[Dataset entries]
- - - -

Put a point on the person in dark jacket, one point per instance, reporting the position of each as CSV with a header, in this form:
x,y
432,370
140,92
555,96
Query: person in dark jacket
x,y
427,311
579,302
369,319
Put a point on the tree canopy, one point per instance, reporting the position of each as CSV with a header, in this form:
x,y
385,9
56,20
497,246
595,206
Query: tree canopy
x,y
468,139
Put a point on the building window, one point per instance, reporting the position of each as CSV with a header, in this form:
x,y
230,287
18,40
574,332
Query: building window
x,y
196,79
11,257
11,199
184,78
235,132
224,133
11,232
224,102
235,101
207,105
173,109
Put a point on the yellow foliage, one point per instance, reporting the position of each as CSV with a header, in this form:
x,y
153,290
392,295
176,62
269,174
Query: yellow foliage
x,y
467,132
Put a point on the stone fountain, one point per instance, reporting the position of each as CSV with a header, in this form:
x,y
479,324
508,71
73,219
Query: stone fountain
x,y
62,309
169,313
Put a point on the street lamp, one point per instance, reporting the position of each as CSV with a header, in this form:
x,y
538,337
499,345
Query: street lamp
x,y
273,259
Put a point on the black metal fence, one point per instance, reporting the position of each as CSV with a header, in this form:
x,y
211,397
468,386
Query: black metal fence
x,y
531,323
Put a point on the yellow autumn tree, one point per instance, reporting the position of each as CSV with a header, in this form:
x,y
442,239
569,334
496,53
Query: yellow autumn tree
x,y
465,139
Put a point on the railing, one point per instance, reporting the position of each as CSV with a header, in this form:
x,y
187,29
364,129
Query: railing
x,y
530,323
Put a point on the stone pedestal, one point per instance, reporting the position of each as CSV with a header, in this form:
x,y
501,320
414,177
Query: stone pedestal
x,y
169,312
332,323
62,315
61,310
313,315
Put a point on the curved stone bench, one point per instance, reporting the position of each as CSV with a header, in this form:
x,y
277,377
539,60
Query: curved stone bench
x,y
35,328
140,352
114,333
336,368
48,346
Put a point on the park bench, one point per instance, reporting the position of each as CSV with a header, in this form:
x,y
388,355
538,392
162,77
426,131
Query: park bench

- - - -

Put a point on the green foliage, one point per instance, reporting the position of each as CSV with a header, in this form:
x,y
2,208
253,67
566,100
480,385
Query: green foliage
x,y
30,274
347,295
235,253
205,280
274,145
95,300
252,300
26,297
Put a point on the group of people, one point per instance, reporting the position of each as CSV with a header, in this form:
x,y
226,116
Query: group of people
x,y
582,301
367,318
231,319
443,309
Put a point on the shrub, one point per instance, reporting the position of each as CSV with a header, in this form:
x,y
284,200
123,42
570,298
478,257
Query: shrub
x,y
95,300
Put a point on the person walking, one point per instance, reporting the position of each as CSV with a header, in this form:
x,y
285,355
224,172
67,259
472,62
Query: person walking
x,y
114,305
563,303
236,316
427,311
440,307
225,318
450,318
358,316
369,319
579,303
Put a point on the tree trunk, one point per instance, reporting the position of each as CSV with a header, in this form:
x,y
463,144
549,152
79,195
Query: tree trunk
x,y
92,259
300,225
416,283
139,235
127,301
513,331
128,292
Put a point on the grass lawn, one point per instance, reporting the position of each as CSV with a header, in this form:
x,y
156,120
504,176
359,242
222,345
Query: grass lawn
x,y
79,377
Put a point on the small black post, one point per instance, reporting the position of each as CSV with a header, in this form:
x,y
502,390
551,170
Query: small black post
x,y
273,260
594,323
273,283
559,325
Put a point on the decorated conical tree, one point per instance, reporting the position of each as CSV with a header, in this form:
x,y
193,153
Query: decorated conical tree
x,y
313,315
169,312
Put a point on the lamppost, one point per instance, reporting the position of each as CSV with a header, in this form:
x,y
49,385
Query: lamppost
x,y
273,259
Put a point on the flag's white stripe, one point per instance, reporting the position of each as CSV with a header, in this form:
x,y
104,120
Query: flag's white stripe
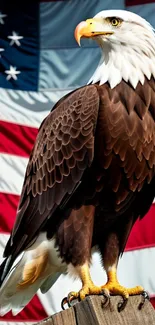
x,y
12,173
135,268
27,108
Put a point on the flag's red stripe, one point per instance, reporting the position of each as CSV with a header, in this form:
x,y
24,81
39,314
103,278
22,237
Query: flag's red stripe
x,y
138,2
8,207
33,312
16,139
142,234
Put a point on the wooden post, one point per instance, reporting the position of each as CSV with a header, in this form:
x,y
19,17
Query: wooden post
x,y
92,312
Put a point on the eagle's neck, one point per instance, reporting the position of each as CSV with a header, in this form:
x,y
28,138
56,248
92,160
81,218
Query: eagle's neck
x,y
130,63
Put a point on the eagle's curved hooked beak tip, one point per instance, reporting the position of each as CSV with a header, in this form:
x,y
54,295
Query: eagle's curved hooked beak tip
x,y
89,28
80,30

- - - -

- [Work order] If a line in the records above has the word "park", copy it.

- [Response below]
Put a point on the park bench, one point per instance, reporting the position of each as CSV with a header, in this form:
Query: park bench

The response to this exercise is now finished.